> _About this exercise_
After reading the records, print them all again exactly as they stand.

▽

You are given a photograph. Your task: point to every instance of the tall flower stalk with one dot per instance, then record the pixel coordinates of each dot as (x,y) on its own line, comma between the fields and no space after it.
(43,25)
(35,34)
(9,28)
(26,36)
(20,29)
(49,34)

△

> _Response_
You are given a photograph. Your task: point to every instance of the tall flower stalk with one dot per instance, then record the pixel coordinates of each dot as (x,y) on its own line, comma between the fields and no space after it.
(43,25)
(35,34)
(9,28)
(26,36)
(20,29)
(49,34)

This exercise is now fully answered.